▸ **Passage provided**

Texas is sending mobile COVID-19 vaccination units to rural areas
Texas is deploying mobile vaccination teams to rural pockets of the state to help administer coronavirus vaccines.
Gov. Greg Abbott announced the pilot program Wednesday as a way to reach underserved areas. The teams of Texas National Guard personnel will head to five counties: DeWitt, Marion, Real, Sherman and Starr.
The teams can begin giving shots as soon as Thursday. The Texas Division of Emergency Management is working with local officials to schedule deployment, according to Abbott’s office.
“The State Mobile Vaccine Pilot Program will help us ramp up vaccination efforts among homebound Texans, Texans 65 years of age or older, and among communities in need,” Abbott said in a statement, vowing to keep developing strategies to increase vaccinations in the state.

▸ **Task item A**
According to the article on Texas's mobile vaccination teams, which agency is working with local officials to schedule deployment?
▸ **Task item B**
Retype the part of the article on Texas's mobile vaccination teams that runs from "The teams can" up to and including "to Abbott’s office.".
▸ **Task item C**
Continue the article on Texas's mobile vaccination teams from where it stops.

▸ **Provided records**
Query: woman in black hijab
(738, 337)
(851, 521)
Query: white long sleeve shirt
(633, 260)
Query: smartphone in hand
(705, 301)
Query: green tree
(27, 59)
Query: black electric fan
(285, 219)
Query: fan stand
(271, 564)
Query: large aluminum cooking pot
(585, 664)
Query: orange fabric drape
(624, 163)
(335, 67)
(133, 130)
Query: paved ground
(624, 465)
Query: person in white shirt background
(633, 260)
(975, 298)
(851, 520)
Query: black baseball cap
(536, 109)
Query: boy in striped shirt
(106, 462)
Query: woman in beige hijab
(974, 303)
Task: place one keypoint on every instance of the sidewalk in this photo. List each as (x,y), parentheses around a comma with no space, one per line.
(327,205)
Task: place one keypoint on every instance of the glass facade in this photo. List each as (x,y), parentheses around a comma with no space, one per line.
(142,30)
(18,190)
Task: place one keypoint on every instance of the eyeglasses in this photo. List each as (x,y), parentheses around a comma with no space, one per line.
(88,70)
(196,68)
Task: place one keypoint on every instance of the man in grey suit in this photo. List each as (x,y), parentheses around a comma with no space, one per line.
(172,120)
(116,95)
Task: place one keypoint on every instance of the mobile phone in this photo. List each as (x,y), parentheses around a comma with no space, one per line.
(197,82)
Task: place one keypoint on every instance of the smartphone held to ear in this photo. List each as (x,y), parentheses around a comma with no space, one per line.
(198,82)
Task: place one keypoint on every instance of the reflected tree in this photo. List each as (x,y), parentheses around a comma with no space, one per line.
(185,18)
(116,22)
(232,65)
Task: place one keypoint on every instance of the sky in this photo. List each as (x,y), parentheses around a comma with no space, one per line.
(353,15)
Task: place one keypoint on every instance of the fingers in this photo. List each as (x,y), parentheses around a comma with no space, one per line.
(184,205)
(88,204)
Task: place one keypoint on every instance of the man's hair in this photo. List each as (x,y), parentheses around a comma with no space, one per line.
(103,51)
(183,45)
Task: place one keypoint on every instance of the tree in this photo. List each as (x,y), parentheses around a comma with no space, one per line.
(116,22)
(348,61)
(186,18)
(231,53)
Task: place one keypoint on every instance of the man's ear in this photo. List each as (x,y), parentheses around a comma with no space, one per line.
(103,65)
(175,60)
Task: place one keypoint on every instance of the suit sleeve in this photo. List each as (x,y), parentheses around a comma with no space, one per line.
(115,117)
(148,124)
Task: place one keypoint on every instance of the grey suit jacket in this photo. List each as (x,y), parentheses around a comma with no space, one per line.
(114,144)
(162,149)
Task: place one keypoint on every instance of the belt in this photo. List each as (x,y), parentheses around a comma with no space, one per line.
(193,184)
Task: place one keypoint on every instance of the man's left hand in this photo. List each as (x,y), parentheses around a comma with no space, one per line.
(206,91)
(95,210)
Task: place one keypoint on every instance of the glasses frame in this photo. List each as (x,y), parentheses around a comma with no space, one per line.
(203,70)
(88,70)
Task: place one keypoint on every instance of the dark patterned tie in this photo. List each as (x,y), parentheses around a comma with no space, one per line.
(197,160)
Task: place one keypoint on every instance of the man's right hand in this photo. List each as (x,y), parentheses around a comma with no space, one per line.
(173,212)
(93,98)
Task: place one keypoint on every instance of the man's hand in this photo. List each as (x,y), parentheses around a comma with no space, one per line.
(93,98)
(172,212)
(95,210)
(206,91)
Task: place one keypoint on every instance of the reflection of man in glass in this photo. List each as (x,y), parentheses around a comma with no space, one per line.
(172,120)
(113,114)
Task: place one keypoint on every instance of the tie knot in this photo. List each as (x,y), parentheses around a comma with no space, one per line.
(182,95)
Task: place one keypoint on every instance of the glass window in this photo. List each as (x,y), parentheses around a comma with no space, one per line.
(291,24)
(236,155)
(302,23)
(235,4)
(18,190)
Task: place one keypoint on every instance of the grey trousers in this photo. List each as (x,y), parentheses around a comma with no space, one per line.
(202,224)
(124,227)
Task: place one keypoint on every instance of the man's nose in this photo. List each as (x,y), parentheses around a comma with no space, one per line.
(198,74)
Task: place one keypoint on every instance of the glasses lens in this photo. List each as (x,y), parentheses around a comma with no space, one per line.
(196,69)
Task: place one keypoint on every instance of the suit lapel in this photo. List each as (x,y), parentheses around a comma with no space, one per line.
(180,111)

▸ **Exercise output A**
The Texas Division of Emergency Management

▸ **Exercise output B**
The teams can begin giving shots as soon as Thursday. The Texas Division of Emergency Management is working with local officials to schedule deployment, according to Abbott’s office.

▸ **Exercise output C**
Texas is in its seventh week of distributing vaccines. Shots are prioritized for health care workers, those in long term care facilities, people 65 and older and those with medical conditions that make them high risk were they to contract COVID-19.
The Texas Department of State Health Services on Tuesday reported that roughly 1.9 million doses of the vaccine had been administered in the state. More than 3 million doses have been distributed to the state.
The mobile teams come as rural communities, including in North Texas, have waited for vaccines to arrive in recent weeks. Texas has taken a hub approach to distributing shots, with more than 80 sites located across the state.